_SHORT PROBLEM A:_ Recast the stretch of the records below, from the line containing "If you could mark the man with" through the end of the records, as a JSON list of strings with one string per line, leaving out blank lines.

_TEXT PASSAGE:_
As climate scientists we are by no means surprised at this development, as there has been clear evidence that the variations of the sun’s activity have played a completely subordinate role in climate change over the last 65 years. We’ve covered this issue many times, e.g. here, here and here. Global warming is driven by greenhouse gases, which is a long-standing consensus in science.

The current IPCC report, for example, limits the natural contribution to global warming since 1950 to less than plus or minus 0.1 ° C (it might have been negative e.g. because of the fading sun). However, some unsupported claims by “climate skeptics” about the importance of solar variability are now clearly falsified.

Climate skeptics have repeatedly predicted an imminent global cooling because of the weak sun. Attributing global warming to the sun has become untenable, because solar activity has not increased for the last 65 years. It has been essentially constant, except for the well-known 11-year Schwabe cycle (which also has little effect on global temperature) and a slight downward trend .

Misunderstood thermal inertia

The excuse of the skeptics here is usually that global warming is a time-delayed reaction to an increase in solar activity before 1950. The basic idea is not entirely wrong: the climate system has a certain inertia. If the solar luminosity were to be increased in a sudden step, the temperature would not rise immediately, as it would take a while to heat up the oceans. This inertia effect can be quantified with the help of model simulations. Caldeira and Myhrvold (ERL 2013) have shown that 60% of the temperature reaction occurs within the first 20 years.

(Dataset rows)
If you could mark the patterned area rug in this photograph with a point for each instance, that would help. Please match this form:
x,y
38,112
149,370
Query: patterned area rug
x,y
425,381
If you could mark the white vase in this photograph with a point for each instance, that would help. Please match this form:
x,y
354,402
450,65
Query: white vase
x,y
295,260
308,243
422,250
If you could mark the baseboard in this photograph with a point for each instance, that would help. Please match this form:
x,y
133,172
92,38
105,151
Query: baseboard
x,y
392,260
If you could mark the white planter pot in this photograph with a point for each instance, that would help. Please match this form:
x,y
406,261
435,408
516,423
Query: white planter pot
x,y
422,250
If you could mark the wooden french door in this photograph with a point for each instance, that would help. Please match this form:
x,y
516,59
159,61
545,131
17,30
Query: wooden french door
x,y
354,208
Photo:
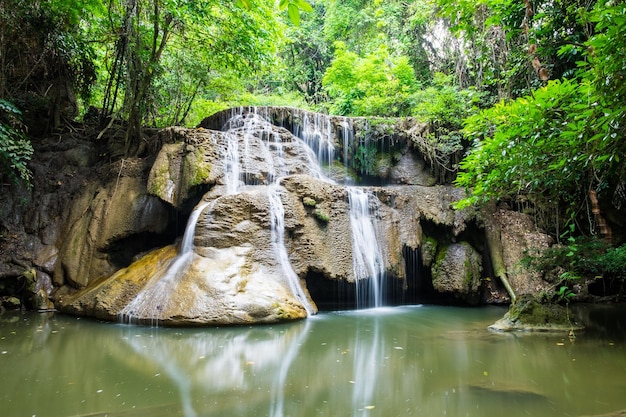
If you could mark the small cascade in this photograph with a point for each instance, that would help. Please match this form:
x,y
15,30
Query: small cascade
x,y
155,296
367,260
316,132
277,212
347,133
254,128
369,350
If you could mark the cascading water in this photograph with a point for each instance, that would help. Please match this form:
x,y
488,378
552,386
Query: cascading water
x,y
155,296
277,213
254,153
255,128
368,265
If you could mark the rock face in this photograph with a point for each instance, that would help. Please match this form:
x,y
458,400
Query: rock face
x,y
528,315
457,271
275,229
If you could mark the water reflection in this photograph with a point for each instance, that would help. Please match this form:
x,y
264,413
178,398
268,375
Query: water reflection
x,y
382,362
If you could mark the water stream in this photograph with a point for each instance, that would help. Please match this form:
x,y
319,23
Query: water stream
x,y
368,264
155,295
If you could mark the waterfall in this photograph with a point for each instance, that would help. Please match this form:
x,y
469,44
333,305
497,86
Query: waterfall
x,y
348,139
155,295
367,261
277,212
272,153
316,132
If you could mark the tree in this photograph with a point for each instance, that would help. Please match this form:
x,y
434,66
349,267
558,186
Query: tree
x,y
214,34
45,58
562,147
377,84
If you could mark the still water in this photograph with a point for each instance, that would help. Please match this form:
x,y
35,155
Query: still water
x,y
402,361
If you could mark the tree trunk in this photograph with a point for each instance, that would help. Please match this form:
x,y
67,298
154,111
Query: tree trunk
x,y
494,243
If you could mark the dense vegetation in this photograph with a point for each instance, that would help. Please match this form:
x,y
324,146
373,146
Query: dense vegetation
x,y
532,94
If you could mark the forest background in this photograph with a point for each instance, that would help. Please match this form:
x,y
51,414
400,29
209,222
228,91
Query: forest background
x,y
525,100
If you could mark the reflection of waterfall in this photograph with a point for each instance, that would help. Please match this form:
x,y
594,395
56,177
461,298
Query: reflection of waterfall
x,y
217,364
152,300
316,132
278,390
277,212
367,258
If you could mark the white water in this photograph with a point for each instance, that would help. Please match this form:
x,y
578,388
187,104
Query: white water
x,y
154,297
367,260
255,128
277,212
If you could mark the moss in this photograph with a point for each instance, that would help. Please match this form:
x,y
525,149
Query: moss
x,y
321,216
309,202
159,184
198,170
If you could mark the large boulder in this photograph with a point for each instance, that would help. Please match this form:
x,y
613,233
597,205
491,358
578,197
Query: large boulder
x,y
100,217
519,237
457,271
529,315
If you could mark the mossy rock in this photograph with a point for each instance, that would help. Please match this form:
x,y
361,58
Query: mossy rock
x,y
529,315
309,202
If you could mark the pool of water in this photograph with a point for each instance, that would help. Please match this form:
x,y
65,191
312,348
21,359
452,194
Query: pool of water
x,y
401,361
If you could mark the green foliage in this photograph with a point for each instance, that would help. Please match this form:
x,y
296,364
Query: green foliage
x,y
364,160
15,149
443,107
552,147
529,148
375,85
579,258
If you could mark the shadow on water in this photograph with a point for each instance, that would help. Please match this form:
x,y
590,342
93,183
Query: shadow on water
x,y
413,360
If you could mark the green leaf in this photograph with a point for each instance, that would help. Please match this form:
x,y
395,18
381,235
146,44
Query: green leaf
x,y
304,6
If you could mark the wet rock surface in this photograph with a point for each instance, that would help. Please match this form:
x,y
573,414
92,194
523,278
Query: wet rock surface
x,y
96,226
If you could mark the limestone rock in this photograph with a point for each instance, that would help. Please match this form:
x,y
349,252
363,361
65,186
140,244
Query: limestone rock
x,y
100,217
457,271
527,314
519,235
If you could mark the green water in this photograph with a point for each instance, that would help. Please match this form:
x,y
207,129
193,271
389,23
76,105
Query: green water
x,y
405,361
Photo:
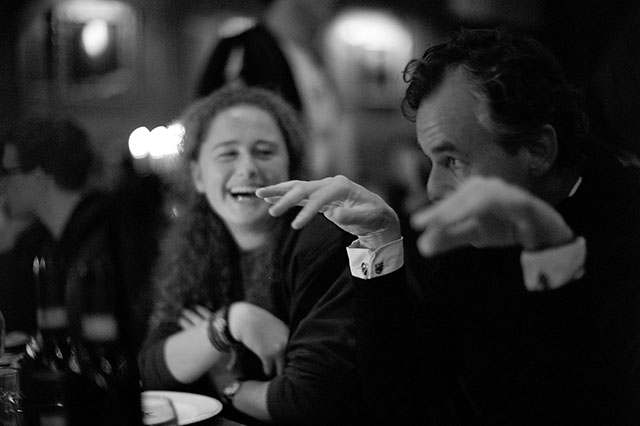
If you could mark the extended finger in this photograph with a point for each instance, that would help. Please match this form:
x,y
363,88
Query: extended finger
x,y
280,364
191,316
323,198
203,312
296,195
267,366
184,323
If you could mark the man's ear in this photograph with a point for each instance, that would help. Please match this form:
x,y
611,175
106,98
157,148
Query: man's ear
x,y
196,177
542,153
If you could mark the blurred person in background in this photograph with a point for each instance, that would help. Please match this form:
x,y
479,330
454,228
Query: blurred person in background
x,y
528,312
283,52
246,309
48,165
21,239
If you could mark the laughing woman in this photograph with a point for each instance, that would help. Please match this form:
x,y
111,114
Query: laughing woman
x,y
248,309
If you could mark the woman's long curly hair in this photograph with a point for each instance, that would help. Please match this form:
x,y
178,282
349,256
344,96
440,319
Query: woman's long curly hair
x,y
200,261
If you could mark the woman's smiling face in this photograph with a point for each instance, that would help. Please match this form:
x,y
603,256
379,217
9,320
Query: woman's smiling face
x,y
243,150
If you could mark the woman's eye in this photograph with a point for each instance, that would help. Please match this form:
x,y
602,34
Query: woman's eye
x,y
453,163
226,155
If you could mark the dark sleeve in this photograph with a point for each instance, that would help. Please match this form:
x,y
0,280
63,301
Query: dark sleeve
x,y
319,384
154,372
405,350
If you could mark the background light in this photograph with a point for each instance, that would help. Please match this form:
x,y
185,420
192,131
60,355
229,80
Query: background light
x,y
95,37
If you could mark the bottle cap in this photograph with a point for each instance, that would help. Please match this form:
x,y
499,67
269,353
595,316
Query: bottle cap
x,y
100,327
52,317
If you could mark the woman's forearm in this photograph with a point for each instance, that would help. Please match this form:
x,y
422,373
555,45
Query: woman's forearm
x,y
251,399
189,354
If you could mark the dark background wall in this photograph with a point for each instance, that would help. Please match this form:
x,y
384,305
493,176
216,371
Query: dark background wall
x,y
595,40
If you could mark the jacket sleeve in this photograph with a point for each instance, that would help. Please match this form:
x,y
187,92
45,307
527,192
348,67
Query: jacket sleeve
x,y
319,383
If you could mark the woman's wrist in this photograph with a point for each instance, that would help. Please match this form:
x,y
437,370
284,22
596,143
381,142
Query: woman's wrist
x,y
218,331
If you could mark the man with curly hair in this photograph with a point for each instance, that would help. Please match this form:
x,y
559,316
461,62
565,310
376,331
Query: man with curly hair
x,y
528,308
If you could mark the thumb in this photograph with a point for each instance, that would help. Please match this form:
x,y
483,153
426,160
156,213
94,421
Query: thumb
x,y
267,367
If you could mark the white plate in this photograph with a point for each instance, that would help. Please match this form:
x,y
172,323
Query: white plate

_SHORT PROBLEM B:_ Print the stretch of the passage on solar activity and global warming from "As climate scientists" through "consensus in science.", word for word.

_CORRECT RESULT A:_
[
  "If you could mark the man with curly hair in this photograph with a point for each instance, that would help. Please match this form:",
  "x,y",
  "559,316",
  "461,62",
  "565,310",
  "376,331",
  "Query: man with curly hair",
  "x,y",
  "528,308",
  "If you could mark the thumb in this photograph with a point for each instance, that would help. Please match this form:",
  "x,y",
  "483,153",
  "426,160",
  "156,213",
  "94,421",
  "Query: thumb",
  "x,y",
  "267,367",
  "If you could mark the white plate in this photograph with a point for each instance, that would help. Please match this form:",
  "x,y",
  "172,323",
  "Query: white plate"
]

_CORRECT RESULT B:_
As climate scientists we are by no means surprised at this development, as there has been clear evidence that the variations of the sun’s activity have played a completely subordinate role in climate change over the last 65 years. We’ve covered this issue many times, e.g. here, here and here. Global warming is driven by greenhouse gases, which is a long-standing consensus in science.